━━━ Provided passage ━━━

Is there enough room for both sorts of hybrid in the European acquisition finance market?

The new generation of corporate hybrids is becoming an increasingly popular acquisition finance tool in Europe, so could these products wipe out demand for other hybrid products such as traditional equity-linked bonds in M&A financings altogether, just as the latter are making a comeback?

“It would certainly be right to call it a competing product in certain cases,” says Claude Raiffel, head of equity-linked origination for HSBC. “But the big differences are that hybrid straight debt is relatively easily accessible to quality, highly rated issuers but not to those with a lower credit rating,” says Raiffel. “As a hybrid tends to be rated two or three notches below the rating of the issuer, it is not as yet a product that can work as an M&A financing tool for low investment-grade or sub-investment-grade issuers.”

According to Raiffel, it would be difficult for lower-rated issuers to raise enough cash to fund an acquisition in this new hybrid market. “It does not yield as much as high-yield issues, cutting out the demand from high-yield investors, and with a sub-investment-grade rating it is not accessible to investment-grade investors.”

Martin Fisch, head of equity-linked origination at Deutsche Bank, also believes that the corporate hybrid and the traditional equity-linked markets can co-exist.

━━━

### Problems to solve
**a.** Answer these questions about the passage on hybrid acquisition finance:
(i) What position does Claude Raiffel hold, and at which bank?
(ii) How many notches below the issuer's rating does a hybrid tend to be rated?
(iii) What position does Martin Fisch hold, and at which bank?
**b.** Translate this sentence from the passage on hybrid acquisition finance into French: "Martin Fisch, head of equity-linked origination at Deutsche Bank, also believes that the corporate hybrid and the traditional equity-linked markets can co-exist."
The data are separate material, unrelated to the passage on hybrid acquisition finance.

━━━ Input data ━━━

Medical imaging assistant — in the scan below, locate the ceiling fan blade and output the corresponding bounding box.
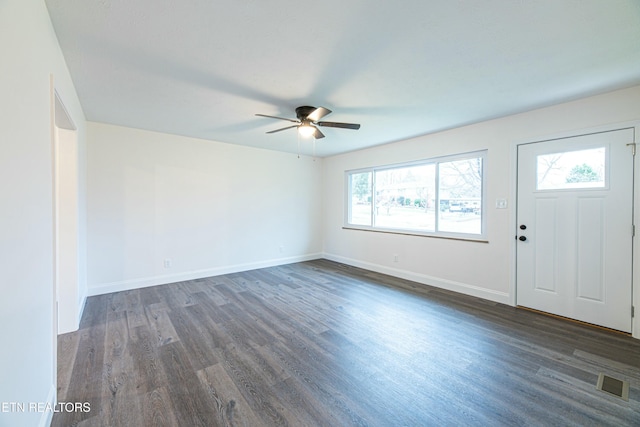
[307,107,331,122]
[256,114,300,123]
[267,125,298,133]
[316,122,360,129]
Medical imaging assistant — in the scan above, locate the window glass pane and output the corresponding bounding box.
[374,164,435,231]
[349,172,372,225]
[536,147,606,190]
[438,157,482,234]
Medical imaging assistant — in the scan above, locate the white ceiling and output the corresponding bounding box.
[46,0,640,156]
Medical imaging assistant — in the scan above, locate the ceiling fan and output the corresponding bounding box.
[256,105,360,139]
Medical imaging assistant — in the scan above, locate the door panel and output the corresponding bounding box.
[516,129,633,332]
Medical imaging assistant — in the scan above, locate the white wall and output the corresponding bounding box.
[0,0,84,427]
[323,86,640,304]
[87,123,322,295]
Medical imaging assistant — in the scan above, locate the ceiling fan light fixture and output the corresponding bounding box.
[298,124,316,138]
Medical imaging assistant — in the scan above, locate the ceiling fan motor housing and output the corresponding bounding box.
[296,105,316,121]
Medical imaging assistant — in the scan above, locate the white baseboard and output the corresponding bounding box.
[88,253,322,296]
[38,384,57,427]
[323,253,511,305]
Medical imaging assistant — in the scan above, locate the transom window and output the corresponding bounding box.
[536,147,607,190]
[345,151,487,239]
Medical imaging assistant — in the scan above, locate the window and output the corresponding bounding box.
[536,147,606,190]
[346,151,486,239]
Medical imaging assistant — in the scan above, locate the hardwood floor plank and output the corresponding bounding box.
[52,260,640,427]
[197,364,263,427]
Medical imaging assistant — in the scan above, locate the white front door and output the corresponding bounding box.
[516,128,635,332]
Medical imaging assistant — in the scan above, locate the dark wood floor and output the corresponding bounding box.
[52,260,640,427]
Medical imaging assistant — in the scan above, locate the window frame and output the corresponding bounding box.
[342,149,489,242]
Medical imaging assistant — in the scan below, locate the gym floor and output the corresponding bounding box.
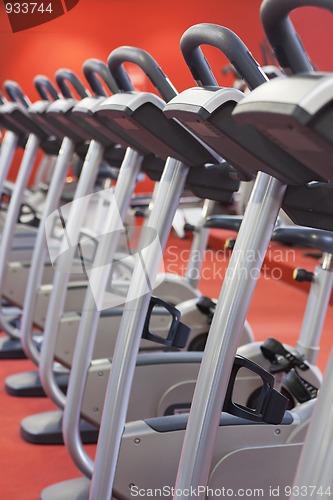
[0,231,333,500]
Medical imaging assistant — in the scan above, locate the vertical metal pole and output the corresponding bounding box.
[297,253,333,365]
[174,172,285,500]
[37,141,104,408]
[185,200,215,289]
[0,130,19,193]
[63,149,142,477]
[0,134,40,338]
[290,342,333,500]
[89,158,188,500]
[21,137,74,365]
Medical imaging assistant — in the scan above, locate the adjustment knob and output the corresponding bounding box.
[293,268,314,283]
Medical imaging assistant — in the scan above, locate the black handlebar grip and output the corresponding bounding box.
[82,59,119,97]
[3,80,31,108]
[34,75,59,101]
[260,0,333,73]
[108,46,177,102]
[180,23,267,89]
[55,68,89,99]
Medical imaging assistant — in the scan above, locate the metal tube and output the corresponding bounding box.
[174,172,285,499]
[290,344,333,500]
[185,200,215,289]
[0,130,18,193]
[297,262,333,365]
[0,134,40,339]
[89,158,188,500]
[63,148,142,477]
[39,141,104,408]
[21,137,74,365]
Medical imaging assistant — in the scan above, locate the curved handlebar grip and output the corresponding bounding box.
[34,75,59,101]
[180,23,267,89]
[108,46,177,102]
[3,80,31,108]
[260,0,333,73]
[82,59,119,97]
[55,68,89,99]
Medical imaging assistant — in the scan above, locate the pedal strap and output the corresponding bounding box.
[260,338,309,373]
[196,295,216,323]
[284,369,318,403]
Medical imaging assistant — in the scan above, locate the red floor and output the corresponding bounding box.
[0,232,333,500]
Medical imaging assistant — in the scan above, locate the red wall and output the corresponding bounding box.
[0,0,333,188]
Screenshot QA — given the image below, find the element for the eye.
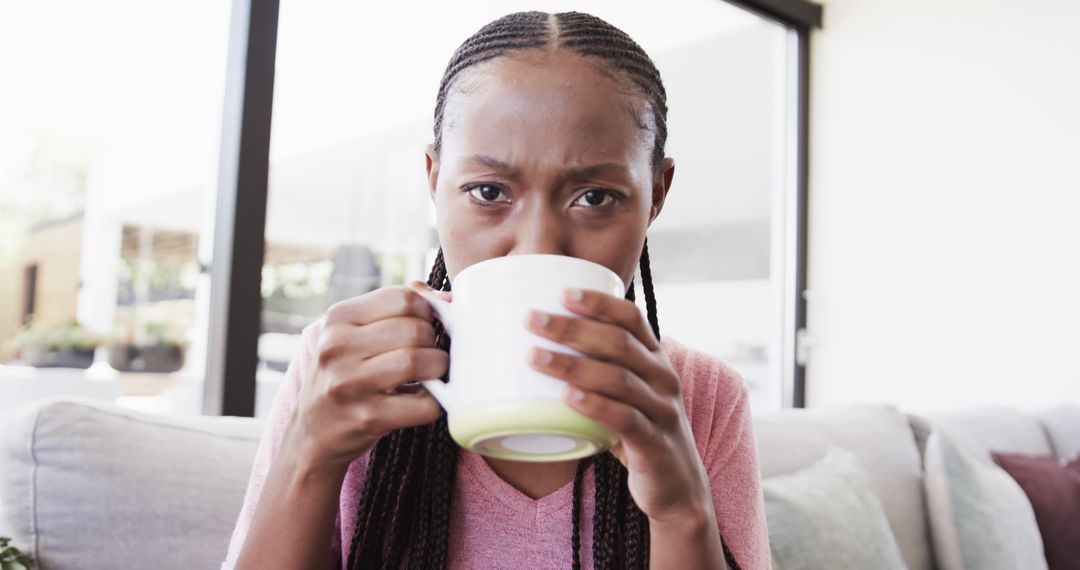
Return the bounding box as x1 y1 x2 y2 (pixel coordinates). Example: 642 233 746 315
468 185 510 202
573 190 619 207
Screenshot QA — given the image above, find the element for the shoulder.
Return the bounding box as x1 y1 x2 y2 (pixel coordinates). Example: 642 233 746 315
660 337 747 409
661 337 750 457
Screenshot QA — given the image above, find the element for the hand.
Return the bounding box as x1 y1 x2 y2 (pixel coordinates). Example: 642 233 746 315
283 283 449 474
528 289 715 524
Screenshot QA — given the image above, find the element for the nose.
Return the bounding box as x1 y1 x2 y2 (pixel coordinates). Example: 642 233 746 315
508 203 570 255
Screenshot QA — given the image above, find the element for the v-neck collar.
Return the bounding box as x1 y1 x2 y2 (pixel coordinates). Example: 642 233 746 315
461 449 593 520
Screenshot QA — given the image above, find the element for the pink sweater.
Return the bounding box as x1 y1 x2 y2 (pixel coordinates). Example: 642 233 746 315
221 320 771 570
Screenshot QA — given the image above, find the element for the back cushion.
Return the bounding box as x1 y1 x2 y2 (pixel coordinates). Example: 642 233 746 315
1039 406 1080 460
754 406 931 570
0 398 261 570
912 408 1054 464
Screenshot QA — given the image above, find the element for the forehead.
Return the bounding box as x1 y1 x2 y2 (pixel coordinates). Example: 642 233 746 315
442 50 652 169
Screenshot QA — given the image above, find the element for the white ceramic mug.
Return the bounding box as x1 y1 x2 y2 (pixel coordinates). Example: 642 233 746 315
422 254 624 461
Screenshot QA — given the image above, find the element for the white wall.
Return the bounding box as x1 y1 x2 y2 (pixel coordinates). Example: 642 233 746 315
808 0 1080 409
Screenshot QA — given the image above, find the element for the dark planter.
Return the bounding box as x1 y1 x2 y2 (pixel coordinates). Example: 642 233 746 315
106 344 138 372
133 344 184 372
22 347 94 368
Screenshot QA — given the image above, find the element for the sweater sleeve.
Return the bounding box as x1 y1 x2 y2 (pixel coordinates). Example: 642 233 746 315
667 343 772 570
221 320 341 570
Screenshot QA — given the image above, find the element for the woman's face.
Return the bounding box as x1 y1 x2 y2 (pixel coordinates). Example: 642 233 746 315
428 50 674 285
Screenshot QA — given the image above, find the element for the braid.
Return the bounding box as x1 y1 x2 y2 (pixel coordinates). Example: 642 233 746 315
640 239 660 339
432 12 667 168
570 460 589 570
346 250 458 570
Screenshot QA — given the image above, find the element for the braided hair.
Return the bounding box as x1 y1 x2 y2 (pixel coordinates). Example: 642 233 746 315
347 12 738 570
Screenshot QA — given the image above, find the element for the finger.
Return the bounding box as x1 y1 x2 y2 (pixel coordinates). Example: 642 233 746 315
327 347 450 401
324 287 433 330
408 281 454 301
563 289 660 351
528 311 678 394
529 347 678 425
565 386 663 454
356 392 443 433
320 316 435 359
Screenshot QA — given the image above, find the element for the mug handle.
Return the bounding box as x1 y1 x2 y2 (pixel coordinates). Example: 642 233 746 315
414 289 454 411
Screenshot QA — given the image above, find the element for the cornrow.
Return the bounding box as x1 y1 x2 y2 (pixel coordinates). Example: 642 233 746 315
347 12 739 570
432 12 667 168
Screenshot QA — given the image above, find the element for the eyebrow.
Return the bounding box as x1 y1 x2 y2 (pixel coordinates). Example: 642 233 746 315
465 154 630 180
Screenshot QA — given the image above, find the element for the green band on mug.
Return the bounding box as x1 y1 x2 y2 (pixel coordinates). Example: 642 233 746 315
448 401 616 461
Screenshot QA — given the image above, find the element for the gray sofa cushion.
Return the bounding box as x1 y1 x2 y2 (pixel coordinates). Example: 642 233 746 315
761 447 905 570
1039 406 1080 460
910 407 1054 464
926 430 1047 570
754 405 931 570
0 398 261 570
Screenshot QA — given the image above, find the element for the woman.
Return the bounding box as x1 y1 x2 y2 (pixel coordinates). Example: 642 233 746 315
225 12 770 569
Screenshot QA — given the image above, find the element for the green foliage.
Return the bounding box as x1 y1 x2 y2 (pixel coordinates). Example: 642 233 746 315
12 320 102 351
0 537 35 570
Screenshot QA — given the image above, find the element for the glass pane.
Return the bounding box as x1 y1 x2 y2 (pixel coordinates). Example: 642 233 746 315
0 0 230 413
649 16 794 409
263 0 786 415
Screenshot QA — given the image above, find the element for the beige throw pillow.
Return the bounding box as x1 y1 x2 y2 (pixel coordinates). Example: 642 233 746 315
761 447 906 570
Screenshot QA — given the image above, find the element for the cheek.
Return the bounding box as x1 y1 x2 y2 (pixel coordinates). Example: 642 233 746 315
435 198 498 280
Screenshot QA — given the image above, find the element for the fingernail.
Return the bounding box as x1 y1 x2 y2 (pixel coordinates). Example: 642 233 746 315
529 311 550 328
566 386 585 404
529 347 552 365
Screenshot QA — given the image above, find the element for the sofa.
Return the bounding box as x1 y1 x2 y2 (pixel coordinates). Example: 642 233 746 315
0 398 1080 570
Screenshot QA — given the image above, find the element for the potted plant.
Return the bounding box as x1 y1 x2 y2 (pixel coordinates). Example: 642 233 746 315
13 320 102 368
136 321 184 372
0 537 33 570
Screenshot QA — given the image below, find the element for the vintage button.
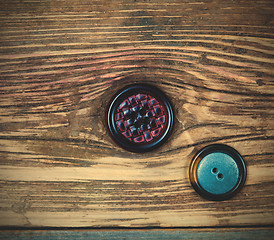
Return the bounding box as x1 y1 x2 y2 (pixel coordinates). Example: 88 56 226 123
106 84 174 152
189 144 246 201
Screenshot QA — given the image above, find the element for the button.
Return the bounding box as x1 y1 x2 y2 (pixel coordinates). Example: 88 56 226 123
106 84 174 152
189 144 246 201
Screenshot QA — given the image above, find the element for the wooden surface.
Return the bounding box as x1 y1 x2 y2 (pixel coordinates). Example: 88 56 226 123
0 0 274 227
0 228 274 240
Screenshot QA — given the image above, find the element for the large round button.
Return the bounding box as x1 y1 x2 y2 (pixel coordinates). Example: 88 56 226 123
106 84 173 152
189 144 246 200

━━━

### Answers to the problems
**a.**
(i) Head of equity-linked origination at HSBC.
(ii) Two or three notches.
(iii) Head of equity-linked origination at Deutsche Bank.

**b.** Martin Fisch, responsable de l'origination des produits liés aux actions chez Deutsche Bank, estime également que le marché des hybrides d'entreprise et le marché traditionnel des produits liés aux actions peuvent coexister.